→ **TASKS TO PERFORM**
1) In the essay excerpt, what was the absence of genuine protest against the war in Iraq explained away by?
2) Retype a section of the essay excerpt word for word, starting at "For journalists this" and ending at "problem wasn’t politics.".

Notes on a Foreign Country Page 3
The absence of genuine protest against the war in Iraq was explained away by the absence of a draft, as if our consciences would have been ignited if only someone else struck the match. What we didn’t know to ask was how we would be feeling or acting if we knew Iraqis. Not “knew” them as in calling an Iraqi on the phone, but knew them as in their history, their experience, their history and experience with the United States. I do not remember having a sense of the Iraqi people, of an Iraqi family, of an Iraqi man, a normal Iraqi man—a doctor or a postman or a teacher, like someone you grew up with. Even if I did, I am simply not sure my brain would have known to test itself with the potential horrors that might befall that man: if this person was ripped apart by a cluster bomb, tortured in a prison, shot at an intersection while driving, his brains blown apart, his leg torn from his side, his wife and daughter and son screaming and crying in pain, all because of your country’s military, your government, and because of you. Empathy was infrastructurally impossible. We couldn’t imagine a real war, a war that encompassed our lives, a war occupying our favorite Brooklyn street of restaurants, a war that slung up barricades and checkpoints and manned the corners with scary men in armored suits dripping with weapons and screaming in a language we didn’t understand. There simply was no way for the American mind, perhaps the white American mind, to imagine these things—not the horror, and not the responsibility—and so we did not.
For journalists this failure of imagination had larger repercussions, of course, because we informed the public, and because as the so-called liberal journalists we were extremely arrogant. We revered our supposedly unique American standards of objectivity, but we couldn’t account for the fact—were not modest enough to know—that an objective American mind is first and foremost still an American mind. In being objective, we were actually leaving our judgment vulnerable to centuries of ingrained prejudices and black holes of knowledge. We failed to interrogate not only our sources but ourselves. I was surrounded by the most progressive-minded people in the country, and that wasn’t enough. The problem wasn’t politics.
To me, New York’s beautiful diversity had been the best life America had to offer. But I knew there was something wrong with the way we were living. We walked around with this nagging sense that something had happened to us, but I didn’t know what and didn’t know why. That was one of the reasons I applied for the fellowship; I knew that my own confusion had to do with some central unawareness of the world, the kind that would only be reinforced, time and again, by the very thing I had once loved about New York, a sophistication built by an army of defense mechanisms. At the time, I never paid much attention to the history of Charles Crane, or why he had gone to Ottoman Turkey, or the significance of his King-Crane report, but I understood that I had been chosen for the fellowship for a reason somewhat in line with his philosophy—because the committee wanted to see what would happen if they dropped an ignorant person into a foreign place. I doubt that Charles Crane imagined that, in 2007, almost a hundred years after America’s first world war, an American would be as ignorant as me.

→ **LISTED ENTRIES**
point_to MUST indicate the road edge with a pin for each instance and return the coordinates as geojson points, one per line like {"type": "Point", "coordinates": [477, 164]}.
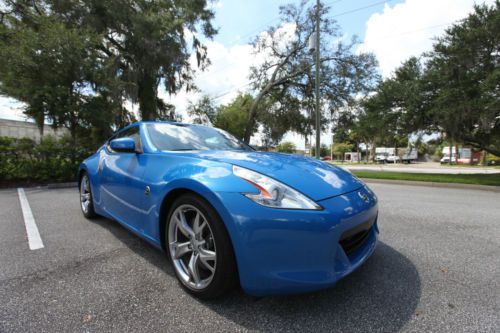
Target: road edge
{"type": "Point", "coordinates": [433, 184]}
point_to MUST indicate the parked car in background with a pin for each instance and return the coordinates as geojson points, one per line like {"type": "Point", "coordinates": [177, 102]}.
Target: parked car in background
{"type": "Point", "coordinates": [393, 159]}
{"type": "Point", "coordinates": [227, 214]}
{"type": "Point", "coordinates": [460, 155]}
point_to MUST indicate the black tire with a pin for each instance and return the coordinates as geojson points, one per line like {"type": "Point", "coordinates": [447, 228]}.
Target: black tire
{"type": "Point", "coordinates": [88, 212]}
{"type": "Point", "coordinates": [225, 277]}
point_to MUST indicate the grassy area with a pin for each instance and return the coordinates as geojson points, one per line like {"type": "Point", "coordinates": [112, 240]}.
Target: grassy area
{"type": "Point", "coordinates": [481, 179]}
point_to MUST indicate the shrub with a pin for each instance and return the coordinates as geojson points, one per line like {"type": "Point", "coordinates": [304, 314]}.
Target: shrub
{"type": "Point", "coordinates": [52, 160]}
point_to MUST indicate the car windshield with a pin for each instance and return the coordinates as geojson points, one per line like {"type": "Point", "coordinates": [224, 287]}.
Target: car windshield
{"type": "Point", "coordinates": [175, 137]}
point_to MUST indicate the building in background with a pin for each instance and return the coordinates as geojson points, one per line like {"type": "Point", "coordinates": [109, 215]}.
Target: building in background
{"type": "Point", "coordinates": [26, 129]}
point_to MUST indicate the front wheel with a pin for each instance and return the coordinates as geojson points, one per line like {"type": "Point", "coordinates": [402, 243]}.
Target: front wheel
{"type": "Point", "coordinates": [86, 200]}
{"type": "Point", "coordinates": [199, 248]}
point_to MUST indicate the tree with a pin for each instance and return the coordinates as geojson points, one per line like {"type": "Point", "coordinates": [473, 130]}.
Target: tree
{"type": "Point", "coordinates": [233, 116]}
{"type": "Point", "coordinates": [286, 147]}
{"type": "Point", "coordinates": [287, 71]}
{"type": "Point", "coordinates": [48, 66]}
{"type": "Point", "coordinates": [463, 80]}
{"type": "Point", "coordinates": [203, 111]}
{"type": "Point", "coordinates": [341, 148]}
{"type": "Point", "coordinates": [133, 47]}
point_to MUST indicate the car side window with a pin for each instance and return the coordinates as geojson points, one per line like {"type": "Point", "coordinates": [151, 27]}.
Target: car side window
{"type": "Point", "coordinates": [133, 132]}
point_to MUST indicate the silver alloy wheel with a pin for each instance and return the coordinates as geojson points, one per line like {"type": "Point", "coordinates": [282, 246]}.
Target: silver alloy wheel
{"type": "Point", "coordinates": [85, 194]}
{"type": "Point", "coordinates": [192, 247]}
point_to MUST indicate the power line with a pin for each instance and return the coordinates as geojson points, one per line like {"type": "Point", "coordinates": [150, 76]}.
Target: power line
{"type": "Point", "coordinates": [275, 19]}
{"type": "Point", "coordinates": [362, 8]}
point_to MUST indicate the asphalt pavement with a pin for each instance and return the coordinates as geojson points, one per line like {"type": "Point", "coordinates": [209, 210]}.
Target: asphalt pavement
{"type": "Point", "coordinates": [436, 269]}
{"type": "Point", "coordinates": [422, 167]}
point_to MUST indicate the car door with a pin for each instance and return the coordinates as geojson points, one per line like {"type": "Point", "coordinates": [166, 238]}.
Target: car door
{"type": "Point", "coordinates": [122, 182]}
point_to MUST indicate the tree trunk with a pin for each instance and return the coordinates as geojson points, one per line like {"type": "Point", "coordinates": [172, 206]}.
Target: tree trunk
{"type": "Point", "coordinates": [450, 149]}
{"type": "Point", "coordinates": [146, 95]}
{"type": "Point", "coordinates": [252, 115]}
{"type": "Point", "coordinates": [372, 152]}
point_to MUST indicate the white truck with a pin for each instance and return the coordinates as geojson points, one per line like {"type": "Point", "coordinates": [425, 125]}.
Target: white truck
{"type": "Point", "coordinates": [446, 155]}
{"type": "Point", "coordinates": [411, 154]}
{"type": "Point", "coordinates": [384, 154]}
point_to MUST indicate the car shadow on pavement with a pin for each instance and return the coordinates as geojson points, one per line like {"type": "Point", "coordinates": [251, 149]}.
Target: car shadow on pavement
{"type": "Point", "coordinates": [382, 295]}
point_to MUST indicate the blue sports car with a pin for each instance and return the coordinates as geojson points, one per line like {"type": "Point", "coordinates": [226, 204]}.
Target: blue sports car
{"type": "Point", "coordinates": [227, 214]}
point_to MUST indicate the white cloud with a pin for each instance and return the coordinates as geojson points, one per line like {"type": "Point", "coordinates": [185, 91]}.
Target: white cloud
{"type": "Point", "coordinates": [11, 109]}
{"type": "Point", "coordinates": [228, 73]}
{"type": "Point", "coordinates": [407, 29]}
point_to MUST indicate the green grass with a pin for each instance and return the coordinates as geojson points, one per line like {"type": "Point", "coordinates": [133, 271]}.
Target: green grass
{"type": "Point", "coordinates": [481, 179]}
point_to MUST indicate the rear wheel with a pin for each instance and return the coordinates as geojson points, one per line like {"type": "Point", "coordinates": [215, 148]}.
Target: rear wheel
{"type": "Point", "coordinates": [86, 200]}
{"type": "Point", "coordinates": [199, 248]}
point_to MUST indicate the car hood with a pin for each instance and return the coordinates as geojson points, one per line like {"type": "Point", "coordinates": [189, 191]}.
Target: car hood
{"type": "Point", "coordinates": [316, 179]}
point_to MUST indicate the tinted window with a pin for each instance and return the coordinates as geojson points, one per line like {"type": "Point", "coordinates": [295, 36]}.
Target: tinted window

→ **ANSWERS TO THE EXERCISES**
1) The absence of a draft.

2)
For journalists this failure of imagination had larger repercussions, of course, because we informed the public, and because as the so-called liberal journalists we were extremely arrogant. We revered our supposedly unique American standards of objectivity, but we couldn’t account for the fact—were not modest enough to know—that an objective American mind is first and foremost still an American mind. In being objective, we were actually leaving our judgment vulnerable to centuries of ingrained prejudices and black holes of knowledge. We failed to interrogate not only our sources but ourselves. I was surrounded by the most progressive-minded people in the country, and that wasn’t enough. The problem wasn’t politics.